When I had my 2002 Mercedes C230K factory fill was mobil 1. This was a supercharged 2.3 litre VVT twin cam 4cyl 6 speed manual car. The oil change\service light came on at fixed intervals. 1st oil and filter change was 10k miles as was each subsequent change. Car ran fine for the 39k miles I leased it. I do not recall using any oil between changes. I am using Mobil 1 in my Cruze - I will change at 7 to 7.5K miles.


----------



## gman19 (Apr 5, 2011)

Running Full Synthetic, my OLM took me to 10K miles at 21%. Thru 13K+ miles I've changed at 2K (went full syn to get rid of break in oil)....and at just over 12K following the OLM.


----------



## GoldenCruze (Dec 18, 2011)

Just had the oil changed yesterday at the dealer on my '12 2LT. The OLM was at 11% with a bit over 9,000 miles on the odometer. Opted for Mobile 1. While talking to the guys there I learned that the AC Delco Dexos oil is made by Mobile. I would have waited longer before the oil change, but I'm about to leave on a road trip and didn't want the OLM to hit zero during the trip.


----------



## sciphi (Aug 26, 2011)

I did two oil analyses, one at 30% and the other at 11%. The 30% showed an oil near the end of its life. The 11% showed an oil that was dropping dead. It was just a little too thin at operating temperature. 

I'd not recommend anybody go past 20% on the oil life monitor unless they have verified through oil analysis that the oil is good. That's the number that my car seems to need its oil changed at.

### Dataset excerpts
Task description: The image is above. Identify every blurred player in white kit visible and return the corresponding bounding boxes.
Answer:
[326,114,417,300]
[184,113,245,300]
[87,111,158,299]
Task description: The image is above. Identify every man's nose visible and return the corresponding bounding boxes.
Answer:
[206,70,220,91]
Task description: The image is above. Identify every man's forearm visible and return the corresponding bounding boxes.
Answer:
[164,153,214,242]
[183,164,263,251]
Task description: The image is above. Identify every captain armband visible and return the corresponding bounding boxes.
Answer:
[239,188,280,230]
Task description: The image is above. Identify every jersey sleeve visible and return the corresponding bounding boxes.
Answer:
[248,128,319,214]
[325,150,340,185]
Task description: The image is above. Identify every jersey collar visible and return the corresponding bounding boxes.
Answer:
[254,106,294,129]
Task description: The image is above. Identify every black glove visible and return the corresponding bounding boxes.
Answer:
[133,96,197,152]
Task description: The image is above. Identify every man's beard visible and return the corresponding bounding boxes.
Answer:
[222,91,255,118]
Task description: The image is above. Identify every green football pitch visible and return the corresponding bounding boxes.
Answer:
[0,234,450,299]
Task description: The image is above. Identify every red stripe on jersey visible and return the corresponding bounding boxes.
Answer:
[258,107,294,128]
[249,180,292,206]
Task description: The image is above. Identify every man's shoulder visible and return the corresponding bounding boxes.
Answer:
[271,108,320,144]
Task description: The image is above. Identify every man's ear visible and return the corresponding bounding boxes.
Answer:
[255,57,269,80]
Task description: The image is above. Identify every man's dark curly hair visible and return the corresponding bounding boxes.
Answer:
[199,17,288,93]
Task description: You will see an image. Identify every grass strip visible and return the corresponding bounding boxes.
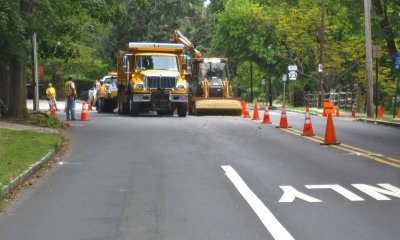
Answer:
[0,129,61,195]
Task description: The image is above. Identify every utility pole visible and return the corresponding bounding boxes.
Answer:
[32,33,39,111]
[364,0,374,117]
[318,0,326,108]
[250,62,253,102]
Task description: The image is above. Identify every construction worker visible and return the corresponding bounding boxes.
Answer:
[65,76,77,121]
[97,81,106,113]
[46,83,58,111]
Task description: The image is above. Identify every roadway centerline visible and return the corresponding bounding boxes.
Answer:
[221,165,294,240]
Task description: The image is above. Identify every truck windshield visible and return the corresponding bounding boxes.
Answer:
[200,62,228,80]
[104,77,117,87]
[136,55,178,71]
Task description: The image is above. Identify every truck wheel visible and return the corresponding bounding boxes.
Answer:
[129,100,139,116]
[177,103,188,117]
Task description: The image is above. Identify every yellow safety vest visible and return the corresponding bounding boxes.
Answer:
[46,87,56,99]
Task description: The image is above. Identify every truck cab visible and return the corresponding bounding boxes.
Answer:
[118,42,188,117]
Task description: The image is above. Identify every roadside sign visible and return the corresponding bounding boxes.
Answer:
[318,64,324,72]
[393,53,400,71]
[288,65,297,71]
[282,74,287,82]
[372,46,382,58]
[289,71,297,81]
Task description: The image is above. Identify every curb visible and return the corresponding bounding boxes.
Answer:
[0,136,65,200]
[356,118,400,127]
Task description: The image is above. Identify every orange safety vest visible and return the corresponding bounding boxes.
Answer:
[98,85,106,97]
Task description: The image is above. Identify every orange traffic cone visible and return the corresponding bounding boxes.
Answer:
[253,101,260,120]
[50,102,57,115]
[397,107,400,118]
[244,102,250,118]
[262,103,271,124]
[81,102,89,121]
[336,104,340,117]
[240,101,246,117]
[301,107,314,136]
[321,113,340,145]
[278,104,290,128]
[64,100,67,113]
[378,104,383,118]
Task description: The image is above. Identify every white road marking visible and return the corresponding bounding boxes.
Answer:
[352,183,400,201]
[221,166,294,240]
[279,186,322,202]
[306,184,365,201]
[58,162,82,165]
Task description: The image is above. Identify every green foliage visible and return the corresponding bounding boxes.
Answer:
[0,129,61,188]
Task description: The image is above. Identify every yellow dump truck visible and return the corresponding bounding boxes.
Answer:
[118,42,188,117]
[172,30,242,116]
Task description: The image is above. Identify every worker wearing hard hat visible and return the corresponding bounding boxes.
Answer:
[65,76,77,121]
[46,83,58,111]
[97,80,106,113]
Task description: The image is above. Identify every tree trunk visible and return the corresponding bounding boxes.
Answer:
[372,0,397,56]
[0,61,10,116]
[7,57,27,118]
[51,63,65,100]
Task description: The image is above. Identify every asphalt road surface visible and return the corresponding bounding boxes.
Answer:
[0,108,400,240]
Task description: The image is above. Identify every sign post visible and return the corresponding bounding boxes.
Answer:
[288,65,297,81]
[393,53,400,118]
[372,46,382,117]
[282,73,287,104]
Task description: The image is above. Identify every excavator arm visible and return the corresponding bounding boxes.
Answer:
[173,30,203,59]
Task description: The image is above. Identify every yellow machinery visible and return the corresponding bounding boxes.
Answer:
[173,30,242,116]
[118,42,189,117]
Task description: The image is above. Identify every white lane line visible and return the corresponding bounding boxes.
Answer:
[221,166,294,240]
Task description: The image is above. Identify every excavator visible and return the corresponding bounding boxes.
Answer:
[172,30,242,116]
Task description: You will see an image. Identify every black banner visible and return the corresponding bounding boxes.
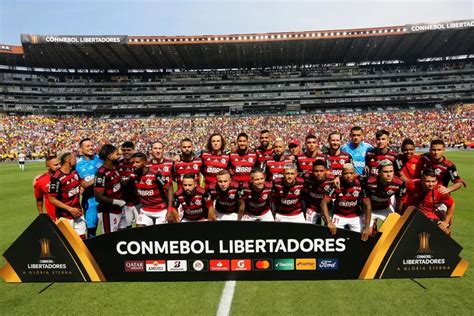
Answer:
[0,211,468,282]
[21,34,128,45]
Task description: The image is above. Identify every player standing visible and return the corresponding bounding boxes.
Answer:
[129,153,179,226]
[273,164,306,223]
[76,138,103,237]
[365,129,398,177]
[201,133,229,188]
[367,160,406,228]
[255,129,273,168]
[174,138,202,189]
[239,168,274,222]
[341,126,374,175]
[327,132,353,177]
[48,153,86,239]
[94,144,126,234]
[117,141,140,229]
[303,160,334,225]
[229,133,258,185]
[33,156,61,221]
[207,170,240,221]
[174,173,216,222]
[321,164,372,241]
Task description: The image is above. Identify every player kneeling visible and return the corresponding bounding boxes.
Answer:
[407,168,455,235]
[239,168,274,222]
[129,153,179,226]
[321,164,372,241]
[207,170,240,221]
[48,153,87,239]
[174,173,216,222]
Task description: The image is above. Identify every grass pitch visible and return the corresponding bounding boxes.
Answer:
[0,152,474,315]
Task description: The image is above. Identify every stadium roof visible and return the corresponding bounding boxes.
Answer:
[0,20,474,70]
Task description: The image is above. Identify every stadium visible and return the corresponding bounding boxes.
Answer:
[0,16,474,315]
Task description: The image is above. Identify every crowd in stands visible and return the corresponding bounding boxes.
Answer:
[0,104,474,160]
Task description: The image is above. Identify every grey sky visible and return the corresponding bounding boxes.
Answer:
[0,0,474,45]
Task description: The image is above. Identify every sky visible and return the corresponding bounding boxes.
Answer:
[0,0,474,45]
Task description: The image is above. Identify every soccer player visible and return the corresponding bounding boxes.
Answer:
[129,153,179,226]
[33,156,61,221]
[117,141,140,229]
[263,139,293,182]
[207,170,240,221]
[303,160,334,225]
[394,138,421,182]
[48,153,86,239]
[94,144,126,234]
[296,134,328,176]
[18,152,26,171]
[327,132,353,177]
[273,164,306,223]
[255,129,273,168]
[321,164,372,241]
[367,160,406,228]
[406,168,455,235]
[365,129,398,177]
[418,139,466,194]
[341,126,374,175]
[76,138,103,237]
[201,133,229,188]
[174,138,202,188]
[229,133,258,185]
[174,173,216,222]
[239,168,275,222]
[148,141,174,183]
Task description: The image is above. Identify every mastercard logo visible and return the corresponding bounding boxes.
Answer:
[253,259,273,271]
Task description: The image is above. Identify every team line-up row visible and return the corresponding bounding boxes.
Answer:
[34,127,465,240]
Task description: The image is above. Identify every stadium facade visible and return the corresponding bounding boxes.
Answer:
[0,20,474,116]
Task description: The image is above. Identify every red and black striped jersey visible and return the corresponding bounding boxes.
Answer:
[174,157,202,188]
[240,183,272,216]
[296,153,329,176]
[174,187,209,221]
[147,158,174,183]
[207,181,241,214]
[116,159,139,206]
[49,169,81,219]
[129,168,168,212]
[327,151,353,177]
[229,152,258,184]
[264,156,294,182]
[366,177,406,211]
[273,178,304,215]
[365,148,398,177]
[418,153,462,187]
[303,171,334,213]
[324,178,369,217]
[201,153,229,188]
[255,146,273,168]
[94,166,122,214]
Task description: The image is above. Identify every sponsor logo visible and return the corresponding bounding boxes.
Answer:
[230,259,252,271]
[318,258,339,270]
[252,259,273,271]
[145,260,166,272]
[296,258,316,270]
[209,259,230,271]
[274,259,295,271]
[166,260,188,272]
[189,260,208,272]
[125,260,145,272]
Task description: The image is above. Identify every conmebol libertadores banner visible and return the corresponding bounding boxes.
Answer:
[1,211,468,282]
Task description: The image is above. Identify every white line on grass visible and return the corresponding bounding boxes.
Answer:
[216,281,236,316]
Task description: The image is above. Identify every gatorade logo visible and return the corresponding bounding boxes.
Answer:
[253,259,273,271]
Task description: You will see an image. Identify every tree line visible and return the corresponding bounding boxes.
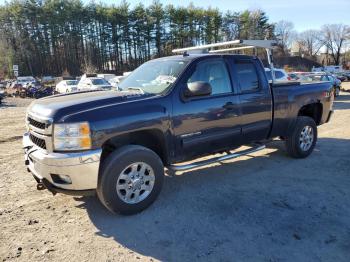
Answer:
[0,0,350,77]
[0,0,274,76]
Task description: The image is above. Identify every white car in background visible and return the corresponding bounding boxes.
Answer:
[108,72,131,88]
[56,80,78,94]
[14,76,36,88]
[78,77,112,91]
[265,68,291,81]
[97,74,115,82]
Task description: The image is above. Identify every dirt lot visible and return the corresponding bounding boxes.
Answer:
[0,84,350,261]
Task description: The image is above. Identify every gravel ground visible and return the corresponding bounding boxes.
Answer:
[0,83,350,261]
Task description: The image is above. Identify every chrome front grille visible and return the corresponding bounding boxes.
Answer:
[26,112,52,152]
[27,116,46,130]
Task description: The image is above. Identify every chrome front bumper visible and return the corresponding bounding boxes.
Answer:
[23,133,102,192]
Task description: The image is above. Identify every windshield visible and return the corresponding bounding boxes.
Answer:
[91,78,109,86]
[67,80,78,86]
[119,60,188,94]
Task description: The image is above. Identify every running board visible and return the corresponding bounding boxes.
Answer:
[169,145,266,171]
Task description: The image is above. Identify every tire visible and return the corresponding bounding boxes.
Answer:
[97,145,164,215]
[334,87,340,97]
[286,116,317,158]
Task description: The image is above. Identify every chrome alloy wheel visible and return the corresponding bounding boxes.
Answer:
[116,162,155,204]
[299,126,314,151]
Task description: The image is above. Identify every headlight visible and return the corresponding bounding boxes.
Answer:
[53,122,91,151]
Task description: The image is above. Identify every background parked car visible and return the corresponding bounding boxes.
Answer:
[334,73,347,82]
[41,76,56,85]
[55,80,78,94]
[265,68,292,81]
[97,74,115,82]
[78,77,112,91]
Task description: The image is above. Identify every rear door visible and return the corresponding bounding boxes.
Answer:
[173,57,241,160]
[230,56,273,143]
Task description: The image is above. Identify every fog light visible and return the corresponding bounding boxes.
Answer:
[50,174,72,184]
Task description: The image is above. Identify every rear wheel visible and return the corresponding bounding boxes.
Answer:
[286,116,317,158]
[97,145,164,214]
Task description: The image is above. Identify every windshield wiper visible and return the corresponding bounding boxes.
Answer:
[128,87,145,94]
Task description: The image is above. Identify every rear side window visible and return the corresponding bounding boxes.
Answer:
[187,59,232,95]
[275,71,284,78]
[235,61,259,93]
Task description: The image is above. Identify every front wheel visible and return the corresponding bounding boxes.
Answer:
[334,87,340,97]
[97,145,164,215]
[286,116,317,158]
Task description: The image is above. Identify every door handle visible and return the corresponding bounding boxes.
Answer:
[223,102,235,110]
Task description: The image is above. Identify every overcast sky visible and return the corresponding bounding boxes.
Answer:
[0,0,350,31]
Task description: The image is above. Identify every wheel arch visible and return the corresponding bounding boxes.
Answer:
[101,129,169,165]
[298,102,323,125]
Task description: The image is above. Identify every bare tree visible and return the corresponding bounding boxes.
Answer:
[322,24,350,65]
[275,20,296,54]
[297,30,325,57]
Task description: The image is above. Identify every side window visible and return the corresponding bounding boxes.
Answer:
[187,59,232,95]
[275,71,284,78]
[235,60,259,93]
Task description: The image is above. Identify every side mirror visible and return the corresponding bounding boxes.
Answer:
[184,81,212,97]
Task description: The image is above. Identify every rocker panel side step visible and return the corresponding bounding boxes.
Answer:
[168,145,266,171]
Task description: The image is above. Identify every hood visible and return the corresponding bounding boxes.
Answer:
[27,91,149,121]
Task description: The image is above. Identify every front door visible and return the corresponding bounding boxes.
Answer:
[230,57,273,143]
[173,57,241,161]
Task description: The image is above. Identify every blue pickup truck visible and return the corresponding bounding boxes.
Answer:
[23,41,334,214]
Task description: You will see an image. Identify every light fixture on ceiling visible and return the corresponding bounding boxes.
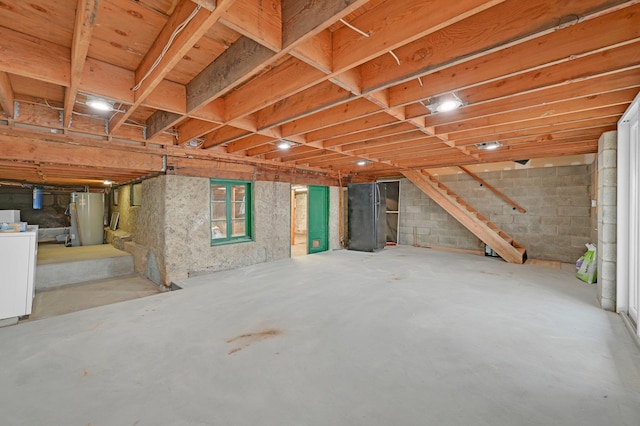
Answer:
[476,141,502,151]
[86,95,115,111]
[276,139,297,151]
[426,92,462,113]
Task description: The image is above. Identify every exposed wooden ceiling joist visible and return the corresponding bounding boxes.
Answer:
[0,0,640,186]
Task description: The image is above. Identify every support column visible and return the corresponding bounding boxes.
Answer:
[597,131,618,312]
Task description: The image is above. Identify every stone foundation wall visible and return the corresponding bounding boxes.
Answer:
[398,165,592,263]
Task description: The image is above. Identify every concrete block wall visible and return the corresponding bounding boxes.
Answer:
[398,179,483,250]
[0,186,71,228]
[399,165,592,263]
[597,131,618,311]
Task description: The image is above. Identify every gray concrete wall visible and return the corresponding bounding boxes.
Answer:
[295,192,308,233]
[329,186,342,250]
[398,165,592,263]
[597,131,618,311]
[0,186,71,228]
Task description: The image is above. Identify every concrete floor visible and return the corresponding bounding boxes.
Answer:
[38,244,130,265]
[291,233,307,257]
[0,247,640,426]
[21,275,160,322]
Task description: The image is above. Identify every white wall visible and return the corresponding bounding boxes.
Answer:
[616,94,640,336]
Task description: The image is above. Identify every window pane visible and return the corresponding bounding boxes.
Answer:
[231,219,247,237]
[211,220,227,239]
[231,185,246,218]
[211,185,227,203]
[211,201,227,220]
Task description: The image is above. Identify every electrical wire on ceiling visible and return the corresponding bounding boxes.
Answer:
[131,5,202,92]
[389,50,400,65]
[340,19,370,37]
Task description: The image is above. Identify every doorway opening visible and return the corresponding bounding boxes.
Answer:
[378,180,400,245]
[291,184,309,257]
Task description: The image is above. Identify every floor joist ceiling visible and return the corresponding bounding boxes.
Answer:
[0,0,640,185]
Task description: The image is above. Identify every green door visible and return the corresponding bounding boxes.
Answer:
[307,185,329,254]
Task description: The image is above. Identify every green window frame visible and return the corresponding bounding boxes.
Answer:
[209,179,253,246]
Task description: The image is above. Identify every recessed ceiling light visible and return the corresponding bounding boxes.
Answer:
[425,92,462,113]
[86,95,114,111]
[476,141,502,151]
[277,139,292,150]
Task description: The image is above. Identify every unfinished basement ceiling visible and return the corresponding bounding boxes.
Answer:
[0,0,640,185]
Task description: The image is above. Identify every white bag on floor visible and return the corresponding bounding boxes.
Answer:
[576,244,597,284]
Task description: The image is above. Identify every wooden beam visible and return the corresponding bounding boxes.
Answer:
[191,0,217,12]
[176,119,222,145]
[290,30,333,74]
[282,97,380,137]
[282,0,369,48]
[0,71,15,118]
[187,37,275,113]
[418,61,640,127]
[447,101,631,141]
[63,0,100,127]
[0,27,71,87]
[384,2,640,106]
[435,86,640,134]
[109,0,234,133]
[225,57,324,120]
[257,81,353,129]
[146,110,184,139]
[458,166,527,213]
[332,0,504,72]
[323,120,416,148]
[0,127,162,171]
[227,135,275,153]
[202,126,250,149]
[306,113,398,144]
[220,0,282,52]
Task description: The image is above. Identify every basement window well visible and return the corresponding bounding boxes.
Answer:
[211,179,253,245]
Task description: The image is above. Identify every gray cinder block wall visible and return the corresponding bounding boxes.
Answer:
[398,165,592,263]
[597,131,618,311]
[0,186,71,228]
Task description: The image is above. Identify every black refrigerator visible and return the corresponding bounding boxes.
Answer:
[347,183,387,252]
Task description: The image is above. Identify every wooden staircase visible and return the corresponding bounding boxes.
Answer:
[402,170,527,264]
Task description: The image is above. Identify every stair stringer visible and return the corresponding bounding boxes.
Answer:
[402,170,526,264]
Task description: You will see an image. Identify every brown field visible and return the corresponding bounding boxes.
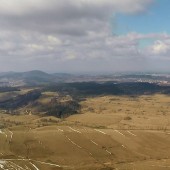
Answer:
[0,94,170,170]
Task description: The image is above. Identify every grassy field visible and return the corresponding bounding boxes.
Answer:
[0,93,170,170]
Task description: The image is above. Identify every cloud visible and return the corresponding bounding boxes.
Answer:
[0,0,170,71]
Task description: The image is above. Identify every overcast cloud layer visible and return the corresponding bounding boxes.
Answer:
[0,0,170,72]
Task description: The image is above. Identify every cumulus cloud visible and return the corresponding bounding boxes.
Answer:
[0,0,170,71]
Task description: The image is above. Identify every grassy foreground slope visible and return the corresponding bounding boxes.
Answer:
[0,95,170,170]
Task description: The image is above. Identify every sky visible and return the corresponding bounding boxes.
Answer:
[0,0,170,73]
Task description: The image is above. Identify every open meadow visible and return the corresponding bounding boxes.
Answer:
[0,94,170,170]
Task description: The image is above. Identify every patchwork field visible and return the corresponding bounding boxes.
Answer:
[0,95,170,170]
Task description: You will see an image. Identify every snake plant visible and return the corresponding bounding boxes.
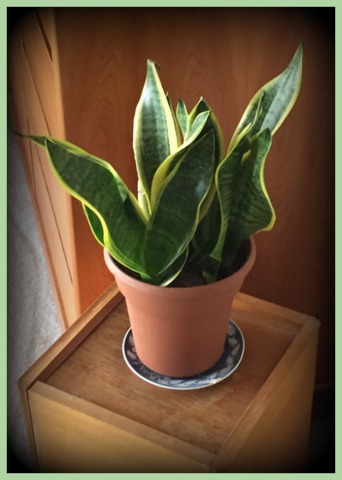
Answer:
[23,45,303,286]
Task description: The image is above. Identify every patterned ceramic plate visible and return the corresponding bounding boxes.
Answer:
[122,320,245,390]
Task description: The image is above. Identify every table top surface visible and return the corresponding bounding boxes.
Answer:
[41,294,311,453]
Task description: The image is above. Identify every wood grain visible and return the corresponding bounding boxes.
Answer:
[8,7,334,383]
[21,286,319,472]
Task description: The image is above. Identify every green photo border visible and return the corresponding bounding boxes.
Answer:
[0,0,342,480]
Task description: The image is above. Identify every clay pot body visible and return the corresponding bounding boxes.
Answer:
[104,239,256,377]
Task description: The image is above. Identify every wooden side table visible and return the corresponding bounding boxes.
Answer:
[20,284,319,472]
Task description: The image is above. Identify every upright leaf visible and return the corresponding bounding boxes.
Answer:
[133,60,178,203]
[23,136,146,276]
[144,132,214,277]
[223,129,275,265]
[228,44,303,151]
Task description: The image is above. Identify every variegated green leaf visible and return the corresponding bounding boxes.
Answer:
[21,135,146,275]
[176,98,188,137]
[228,44,303,151]
[133,60,178,205]
[144,132,214,277]
[223,128,275,265]
[203,138,249,283]
[151,112,210,211]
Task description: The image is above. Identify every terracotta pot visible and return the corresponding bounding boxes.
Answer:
[104,239,256,377]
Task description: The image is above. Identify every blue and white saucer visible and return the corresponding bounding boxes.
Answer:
[122,320,245,390]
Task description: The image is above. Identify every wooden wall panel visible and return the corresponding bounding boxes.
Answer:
[8,7,334,383]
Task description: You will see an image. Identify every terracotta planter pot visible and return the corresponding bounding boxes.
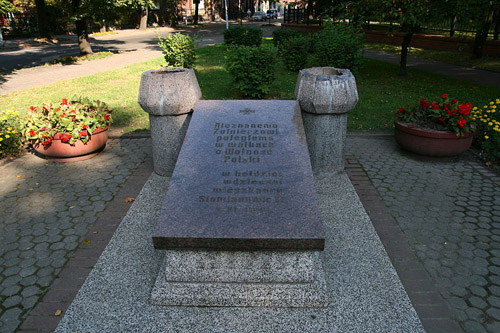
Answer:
[33,128,108,162]
[394,121,474,156]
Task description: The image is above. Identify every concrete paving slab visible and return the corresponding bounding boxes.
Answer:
[56,174,424,332]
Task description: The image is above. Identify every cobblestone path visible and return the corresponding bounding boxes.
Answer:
[347,136,500,332]
[0,139,151,333]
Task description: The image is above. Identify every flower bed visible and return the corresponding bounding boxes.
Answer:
[0,111,23,158]
[472,98,500,163]
[23,99,113,146]
[396,94,474,136]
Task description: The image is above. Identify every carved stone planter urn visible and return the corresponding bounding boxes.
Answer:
[33,128,108,162]
[138,67,201,176]
[295,67,359,172]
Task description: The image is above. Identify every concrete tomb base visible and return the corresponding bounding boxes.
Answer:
[151,250,328,308]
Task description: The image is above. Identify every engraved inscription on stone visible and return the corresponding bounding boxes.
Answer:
[153,101,324,250]
[203,120,283,213]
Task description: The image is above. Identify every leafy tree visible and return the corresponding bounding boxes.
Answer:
[467,0,500,58]
[0,0,19,14]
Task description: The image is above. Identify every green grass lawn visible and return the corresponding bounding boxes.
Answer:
[0,41,500,132]
[364,43,500,72]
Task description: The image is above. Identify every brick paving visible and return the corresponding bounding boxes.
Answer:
[0,138,151,332]
[347,136,500,332]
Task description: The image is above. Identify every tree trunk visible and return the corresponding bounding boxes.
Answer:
[75,18,94,55]
[139,6,148,30]
[450,15,457,37]
[158,0,167,27]
[472,8,493,58]
[493,5,500,40]
[399,27,415,76]
[35,0,50,38]
[193,0,200,25]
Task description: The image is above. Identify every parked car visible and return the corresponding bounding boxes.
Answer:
[266,9,278,19]
[252,12,267,21]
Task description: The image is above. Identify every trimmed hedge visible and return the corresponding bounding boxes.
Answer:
[314,21,363,72]
[226,45,277,98]
[280,36,311,72]
[158,33,196,68]
[224,25,262,46]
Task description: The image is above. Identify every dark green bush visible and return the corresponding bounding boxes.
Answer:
[280,36,311,72]
[273,28,303,47]
[158,33,196,68]
[224,25,262,46]
[314,21,363,72]
[226,45,277,98]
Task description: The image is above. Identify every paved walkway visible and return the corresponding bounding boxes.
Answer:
[0,139,151,332]
[347,136,500,332]
[365,50,500,87]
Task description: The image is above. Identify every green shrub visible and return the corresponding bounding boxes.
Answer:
[273,29,314,55]
[0,111,23,158]
[158,33,196,68]
[472,98,500,162]
[281,36,311,72]
[273,28,303,47]
[314,21,363,72]
[224,25,262,46]
[226,46,277,98]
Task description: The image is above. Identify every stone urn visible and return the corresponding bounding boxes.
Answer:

### Goal A
In the oil-change thread:
(i) At what mileage was the first oil and filter change done on the 2002 Mercedes C230K?
(ii) What percentage did gman19's OLM show at 10K miles?
(iii) Past what oil life monitor percentage does sciphi advise against going unless oil analysis shows the oil is good?
### Goal B
Repeat, word for word, the part of the oil-change thread that opens with the words containing "When I had my" and closes with "to 7.5K miles.".

### Reply A
(i) 10k miles
(ii) 21%
(iii) 20%

### Reply B
When I had my 2002 Mercedes C230K factory fill was mobil 1. This was a supercharged 2.3 litre VVT twin cam 4cyl 6 speed manual car. The oil change\service light came on at fixed intervals. 1st oil and filter change was 10k miles as was each subsequent change. Car ran fine for the 39k miles I leased it. I do not recall using any oil between changes. I am using Mobil 1 in my Cruze - I will change at 7 to 7.5K miles.